> CHALLENGE: Can you update the items below so that every "drop a marker" becomes "place a pin", with everything else left the same?

> ITEMS:
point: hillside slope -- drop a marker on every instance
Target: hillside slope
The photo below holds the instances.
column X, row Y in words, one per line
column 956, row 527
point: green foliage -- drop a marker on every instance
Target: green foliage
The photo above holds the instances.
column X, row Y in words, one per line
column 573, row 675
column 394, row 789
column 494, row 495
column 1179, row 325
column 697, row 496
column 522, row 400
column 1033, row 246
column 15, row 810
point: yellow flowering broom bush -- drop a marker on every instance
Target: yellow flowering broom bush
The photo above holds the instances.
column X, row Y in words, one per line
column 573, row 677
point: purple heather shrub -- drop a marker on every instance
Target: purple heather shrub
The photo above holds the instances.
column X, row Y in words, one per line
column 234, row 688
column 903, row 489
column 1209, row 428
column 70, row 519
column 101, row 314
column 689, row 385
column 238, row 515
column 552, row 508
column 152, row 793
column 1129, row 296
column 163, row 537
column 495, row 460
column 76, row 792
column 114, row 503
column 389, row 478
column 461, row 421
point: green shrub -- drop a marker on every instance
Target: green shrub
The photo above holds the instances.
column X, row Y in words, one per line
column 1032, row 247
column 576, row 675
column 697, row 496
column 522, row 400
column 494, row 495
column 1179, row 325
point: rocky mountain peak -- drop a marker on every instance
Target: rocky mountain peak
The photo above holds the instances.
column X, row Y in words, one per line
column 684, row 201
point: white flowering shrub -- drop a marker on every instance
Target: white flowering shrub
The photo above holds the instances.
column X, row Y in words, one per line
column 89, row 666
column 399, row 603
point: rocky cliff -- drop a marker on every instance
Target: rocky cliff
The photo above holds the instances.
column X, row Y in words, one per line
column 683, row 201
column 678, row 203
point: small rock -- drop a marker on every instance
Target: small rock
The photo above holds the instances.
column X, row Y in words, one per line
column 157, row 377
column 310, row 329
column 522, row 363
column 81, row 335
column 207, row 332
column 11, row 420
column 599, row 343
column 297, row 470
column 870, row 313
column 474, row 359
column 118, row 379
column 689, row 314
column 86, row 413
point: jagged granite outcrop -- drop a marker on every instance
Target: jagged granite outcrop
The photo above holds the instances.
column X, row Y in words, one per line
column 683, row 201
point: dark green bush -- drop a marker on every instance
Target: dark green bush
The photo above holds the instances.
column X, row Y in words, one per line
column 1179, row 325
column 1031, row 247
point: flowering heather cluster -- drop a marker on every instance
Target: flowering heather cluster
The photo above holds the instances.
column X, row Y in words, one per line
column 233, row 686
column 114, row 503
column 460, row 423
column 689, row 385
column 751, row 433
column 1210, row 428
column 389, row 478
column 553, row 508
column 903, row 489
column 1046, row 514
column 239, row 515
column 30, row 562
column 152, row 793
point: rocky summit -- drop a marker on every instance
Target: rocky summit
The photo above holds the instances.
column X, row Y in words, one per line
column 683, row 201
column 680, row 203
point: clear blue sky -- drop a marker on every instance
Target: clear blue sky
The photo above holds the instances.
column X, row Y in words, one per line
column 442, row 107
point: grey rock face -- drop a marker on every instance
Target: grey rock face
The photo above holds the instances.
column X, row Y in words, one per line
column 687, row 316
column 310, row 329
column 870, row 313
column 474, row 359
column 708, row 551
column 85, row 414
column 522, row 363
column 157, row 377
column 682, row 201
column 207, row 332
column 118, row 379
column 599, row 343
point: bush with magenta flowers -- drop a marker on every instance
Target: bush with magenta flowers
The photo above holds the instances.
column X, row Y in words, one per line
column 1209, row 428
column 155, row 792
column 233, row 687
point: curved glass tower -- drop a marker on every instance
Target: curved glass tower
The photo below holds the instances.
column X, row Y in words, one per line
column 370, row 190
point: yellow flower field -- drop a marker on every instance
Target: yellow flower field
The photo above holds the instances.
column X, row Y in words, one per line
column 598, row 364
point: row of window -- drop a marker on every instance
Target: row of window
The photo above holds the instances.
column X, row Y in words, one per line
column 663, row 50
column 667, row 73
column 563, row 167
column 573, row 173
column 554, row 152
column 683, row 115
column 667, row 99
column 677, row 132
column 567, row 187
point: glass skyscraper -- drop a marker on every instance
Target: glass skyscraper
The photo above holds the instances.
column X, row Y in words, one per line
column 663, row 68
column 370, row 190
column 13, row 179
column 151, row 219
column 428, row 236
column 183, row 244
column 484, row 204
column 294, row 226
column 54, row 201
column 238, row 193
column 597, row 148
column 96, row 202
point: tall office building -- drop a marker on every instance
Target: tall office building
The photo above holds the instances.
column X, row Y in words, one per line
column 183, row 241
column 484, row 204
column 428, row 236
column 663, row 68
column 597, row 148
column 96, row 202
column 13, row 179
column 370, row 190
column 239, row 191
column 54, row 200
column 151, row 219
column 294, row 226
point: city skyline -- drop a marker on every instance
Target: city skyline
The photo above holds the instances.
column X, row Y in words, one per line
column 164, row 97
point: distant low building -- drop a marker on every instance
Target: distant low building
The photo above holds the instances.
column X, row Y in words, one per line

> WORKED ANSWER:
point: hillside slope -- place a pin on every instance
Target: hillside slope
The photo below holds the instances.
column X, row Y in words, one per line
column 956, row 527
point: green foliage -- place a pin on every instance
Target: green foliage
The photo above holds the instances.
column X, row Y in words, one per line
column 573, row 675
column 394, row 789
column 494, row 495
column 1179, row 325
column 697, row 496
column 522, row 400
column 1033, row 246
column 15, row 810
point: yellow flowering broom bush -- place a pin on every instance
Target: yellow flowering broom bush
The photo above holds the instances.
column X, row Y in words, one per line
column 573, row 677
point: purple heather shrub -- place a pin on every instance
Target: purple heather shrub
The photo above holds the instances.
column X, row Y in words, one per line
column 234, row 688
column 903, row 489
column 1209, row 428
column 70, row 519
column 101, row 314
column 689, row 385
column 238, row 515
column 552, row 508
column 152, row 793
column 1129, row 296
column 163, row 537
column 495, row 460
column 76, row 792
column 114, row 503
column 389, row 478
column 461, row 421
point: green shrub -- place a pin on every instance
Target: green shrub
The photo above holds the instances.
column X, row Y in words, one per line
column 1032, row 247
column 576, row 675
column 697, row 496
column 522, row 400
column 494, row 495
column 1179, row 325
point: rocky mountain peak -- place a pin on every instance
Target: rocky mountain peak
The photo above holds the instances.
column X, row Y in words, one per line
column 684, row 201
point: white flowering shrub -- place a pin on every instance
Target: white flowering shrub
The photo above holds the instances.
column X, row Y in words, one per line
column 89, row 666
column 399, row 603
point: rocky cliff -- place a pin on every instance
Target: rocky cliff
The photo above holds the instances.
column X, row Y in words, one per line
column 683, row 201
column 678, row 203
point: small rock -- place a pin on every instance
Target: small rock
The photo above holds the instances.
column X, row Y in words, one per line
column 157, row 377
column 310, row 329
column 522, row 363
column 81, row 335
column 207, row 332
column 11, row 420
column 599, row 343
column 297, row 470
column 870, row 313
column 474, row 359
column 118, row 379
column 689, row 314
column 86, row 413
point: jagged granite outcrop -- place a pin on every instance
Target: jagged granite outcrop
The photo above holds the instances.
column X, row Y in words, one per line
column 683, row 201
point: dark green bush -- place a pin on every instance
Target: dark green bush
The photo above holds the instances.
column X, row Y in words, one per line
column 1179, row 325
column 1031, row 247
point: flowering heather cluster -- place a pin on every instance
Target: flowering heather cluster
The photo above holds the instances.
column X, row Y in words, one per line
column 233, row 686
column 114, row 503
column 460, row 423
column 689, row 385
column 751, row 433
column 1210, row 428
column 389, row 478
column 553, row 508
column 903, row 489
column 1046, row 514
column 239, row 515
column 30, row 562
column 152, row 793
point: rocky summit -- place a pin on every instance
Target: rocky summit
The photo above holds the instances.
column X, row Y in words, one per line
column 683, row 201
column 680, row 203
point: clear blue sky -- place a pin on every instance
Target: clear blue sky
The photo above holds the instances.
column X, row Y in words, one per line
column 442, row 107
point: grey rock face -- place a pin on every instance
Target: grey rock face
The photo above holds the instances.
column X, row Y in words, one per line
column 687, row 316
column 310, row 329
column 870, row 313
column 474, row 359
column 708, row 551
column 85, row 414
column 522, row 363
column 157, row 377
column 682, row 201
column 207, row 332
column 118, row 379
column 599, row 343
point: bush with magenta flowers -- place a pin on every instance
Target: bush with magenta flowers
The photo above holds the instances.
column X, row Y in words, one per line
column 1209, row 428
column 155, row 792
column 233, row 687
point: curved glass tower -- place a pin on every instance
Target: curved glass tower
The photo below holds the instances.
column X, row Y in words, one per line
column 370, row 190
point: yellow flower field -- place a pin on every instance
Target: yellow flower field
The photo above holds the instances.
column X, row Y in words, one per line
column 598, row 364
point: row of window -- place a pin on every instance
Target: row of window
The photo above holds the instances.
column X, row Y in words, one per line
column 663, row 50
column 667, row 73
column 563, row 167
column 573, row 173
column 554, row 152
column 683, row 115
column 667, row 99
column 677, row 132
column 567, row 187
point: glass skyscraper -- place a pin on every instance
Target: glass skyscraper
The photo above holds the instances.
column X, row Y in words, one per line
column 663, row 68
column 370, row 190
column 13, row 179
column 151, row 219
column 428, row 236
column 183, row 244
column 484, row 204
column 294, row 226
column 54, row 201
column 238, row 193
column 597, row 148
column 96, row 202
point: tall office building -- place a pin on every instance
Target: tall office building
The photo above holds the instances.
column X, row Y in words, one per line
column 183, row 241
column 484, row 204
column 428, row 236
column 663, row 68
column 597, row 148
column 96, row 202
column 13, row 179
column 370, row 190
column 239, row 191
column 54, row 200
column 151, row 219
column 294, row 226
point: city skyline -- place a pin on every instance
Target: city skyline
The photo above holds the instances.
column X, row Y in words, one per line
column 164, row 97
point: distant low building -- place a pin on every instance
Target: distant low building
The photo above holds the instances.
column X, row Y in words, one per line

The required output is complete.